══ Brano
Steph Curry rilancia i “nuovi” GSW: “Non bisogna temere i cambiamenti”
Dopo una giornata piena di tensioni e confronti, Curry e Butler guidano la risposta dei Warriors: vittoria a San Antonio e segnali di vita da una squadra che aveva bisogno di un reset
Dopo la batosta rimediata a Oklahoma City, i Golden State Warriors si sono ritrovati davanti a un bivio: lasciarsi trascinare verso la spirale negativa che li stava risucchiando o reagire immediatamente. A San Antonio hanno scelto la seconda strada – e l’hanno fatto aggrappandosi al loro faro più affidabile.
Stephen Curry, reduce da una mini-crisi personale e da una serata da 11 punti contro i Thunder, ha risposto con una prova di quelle che zittiscono qualsiasi dubbio: 46 punti totali, 22 solo nel terzo periodo, e una vittoria per 125-120 sugli Spurs che ha restituito ossigeno a un gruppo reduce da sei sconfitte esterne consecutive.
Paradossalmente mi ha rimesso in ritmo dopo i giorni fermo per la malattia
Steph Curry sulla gara con OKC
Per Curry è stata la 73esima gara in carriera oltre quota 40. Ancora più significativo: la 43esima dopo i 30 anni, numeri che lo mettono dietro solo a Michael Jordan. Da fuori può sembrare routine, come ha commentato Steve Kerr, ma per Golden State questa serata aveva il peso di un crocevia.
Una reazione obbligata
Il crollo contro Oklahoma City non aveva lasciato semplici strascichi tecnici. Tra dichiarazioni che mettevano in dubbio la concentrazione del gruppo – Draymond Green in primis – e lo sguardo severo di Kerr, la squadra ha passato la giornata di mercoledì a confrontarsi duramente tra riunioni video e discussioni interne.
Nessun panico, ha assicurato il coach, ma un’esigenza chiara: ritrovare un’identità diventata troppo sfocata nelle ultime settimane.
════
══ Estratti dei dati
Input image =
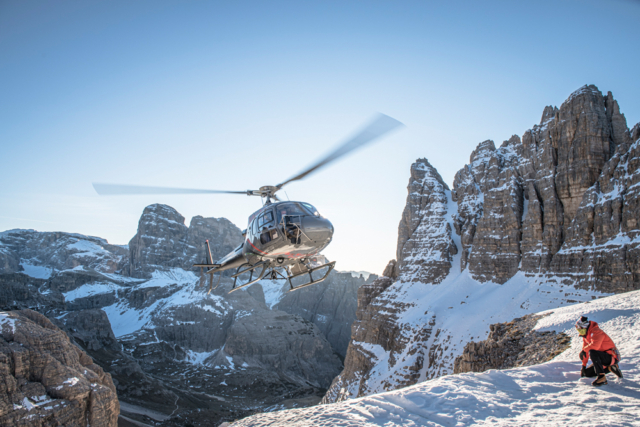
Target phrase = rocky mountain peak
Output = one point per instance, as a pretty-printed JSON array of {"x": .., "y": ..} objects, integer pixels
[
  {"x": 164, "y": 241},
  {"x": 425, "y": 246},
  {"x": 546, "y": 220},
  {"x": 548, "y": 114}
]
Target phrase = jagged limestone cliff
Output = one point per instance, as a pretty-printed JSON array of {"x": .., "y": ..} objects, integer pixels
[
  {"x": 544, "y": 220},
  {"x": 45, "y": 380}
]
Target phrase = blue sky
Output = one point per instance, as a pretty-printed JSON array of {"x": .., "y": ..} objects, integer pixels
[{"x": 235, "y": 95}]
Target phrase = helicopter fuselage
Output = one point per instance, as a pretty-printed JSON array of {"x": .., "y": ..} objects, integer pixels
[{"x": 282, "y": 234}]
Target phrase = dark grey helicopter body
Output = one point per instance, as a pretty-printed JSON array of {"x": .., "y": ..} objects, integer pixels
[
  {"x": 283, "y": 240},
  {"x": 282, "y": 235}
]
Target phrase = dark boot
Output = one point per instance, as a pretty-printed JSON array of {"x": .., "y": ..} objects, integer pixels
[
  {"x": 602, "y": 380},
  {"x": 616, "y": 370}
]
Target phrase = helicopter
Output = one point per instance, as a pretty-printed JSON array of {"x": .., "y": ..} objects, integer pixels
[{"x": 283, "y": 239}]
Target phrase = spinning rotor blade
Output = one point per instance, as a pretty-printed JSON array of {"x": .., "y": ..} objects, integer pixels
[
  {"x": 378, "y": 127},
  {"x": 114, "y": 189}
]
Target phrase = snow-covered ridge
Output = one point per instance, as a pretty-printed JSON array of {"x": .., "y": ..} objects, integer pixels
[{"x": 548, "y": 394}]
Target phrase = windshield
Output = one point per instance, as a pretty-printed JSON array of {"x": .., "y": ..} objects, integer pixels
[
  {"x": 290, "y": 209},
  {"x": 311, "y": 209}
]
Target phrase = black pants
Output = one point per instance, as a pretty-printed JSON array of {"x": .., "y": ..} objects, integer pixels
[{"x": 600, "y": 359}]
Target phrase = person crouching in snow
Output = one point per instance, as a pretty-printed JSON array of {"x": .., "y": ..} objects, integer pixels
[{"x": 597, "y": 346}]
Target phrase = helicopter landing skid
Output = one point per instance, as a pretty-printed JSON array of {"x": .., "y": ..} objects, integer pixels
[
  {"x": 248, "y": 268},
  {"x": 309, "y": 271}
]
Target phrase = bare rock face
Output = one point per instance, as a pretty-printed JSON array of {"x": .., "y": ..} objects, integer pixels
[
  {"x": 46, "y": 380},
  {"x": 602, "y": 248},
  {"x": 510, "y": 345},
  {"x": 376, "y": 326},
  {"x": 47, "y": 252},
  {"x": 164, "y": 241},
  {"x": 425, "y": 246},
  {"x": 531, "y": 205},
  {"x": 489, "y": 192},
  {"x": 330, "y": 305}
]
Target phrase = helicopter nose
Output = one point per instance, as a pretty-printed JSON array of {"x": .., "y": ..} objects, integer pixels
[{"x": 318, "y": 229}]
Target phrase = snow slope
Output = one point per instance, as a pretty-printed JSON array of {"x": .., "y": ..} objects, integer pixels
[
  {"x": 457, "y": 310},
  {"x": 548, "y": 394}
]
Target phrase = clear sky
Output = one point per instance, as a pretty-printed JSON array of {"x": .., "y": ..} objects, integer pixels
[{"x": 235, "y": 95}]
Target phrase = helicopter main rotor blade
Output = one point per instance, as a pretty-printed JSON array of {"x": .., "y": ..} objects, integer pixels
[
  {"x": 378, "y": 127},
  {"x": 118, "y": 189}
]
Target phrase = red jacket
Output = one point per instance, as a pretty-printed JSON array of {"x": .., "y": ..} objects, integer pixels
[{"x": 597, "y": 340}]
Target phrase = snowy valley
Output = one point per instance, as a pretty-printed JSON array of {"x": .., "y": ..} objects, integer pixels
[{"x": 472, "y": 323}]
════
* **Usando le informazioni**
(1) Riscrivi il tratto del brano su Curry che inizia con "Paradossalmente mi ha" e termina con "e discussioni interne.", sostituendo "Oklahoma City" con "OKC".
(2) Secondo il brano su Curry, quanti punti ha segnato Curry nel terzo periodo contro gli Spurs?
(3) Per ciascuna affermazione, indica se concorda con il brano su Curry e cita le parole del brano che lo decidono. (a) I Warriors hanno battuto gli Spurs per 125-120. (b) Contro i Thunder Curry aveva segnato 30 punti. (c) Kerr ha detto che nella squadra c'era panico.

* **Risposte ai compiti**
(1)
Paradossalmente mi ha rimesso in ritmo dopo i giorni fermo per la malattia
Steph Curry sulla gara con OKC
Per Curry è stata la 73esima gara in carriera oltre quota 40. Ancora più significativo: la 43esima dopo i 30 anni, numeri che lo mettono dietro solo a Michael Jordan. Da fuori può sembrare routine, come ha commentato Steve Kerr, ma per Golden State questa serata aveva il peso di un crocevia.
Una reazione obbligata
Il crollo contro OKC non aveva lasciato semplici strascichi tecnici. Tra dichiarazioni che mettevano in dubbio la concentrazione del gruppo – Draymond Green in primis – e lo sguardo severo di Kerr, la squadra ha passato la giornata di mercoledì a confrontarsi duramente tra riunioni video e discussioni interne.

(2) 22 punti.

(3)
(a) Sì: "una vittoria per 125-120 sugli Spurs".
(b) No: "una serata da 11 punti contro i Thunder".
(c) No: "Nessun panico, ha assicurato il coach".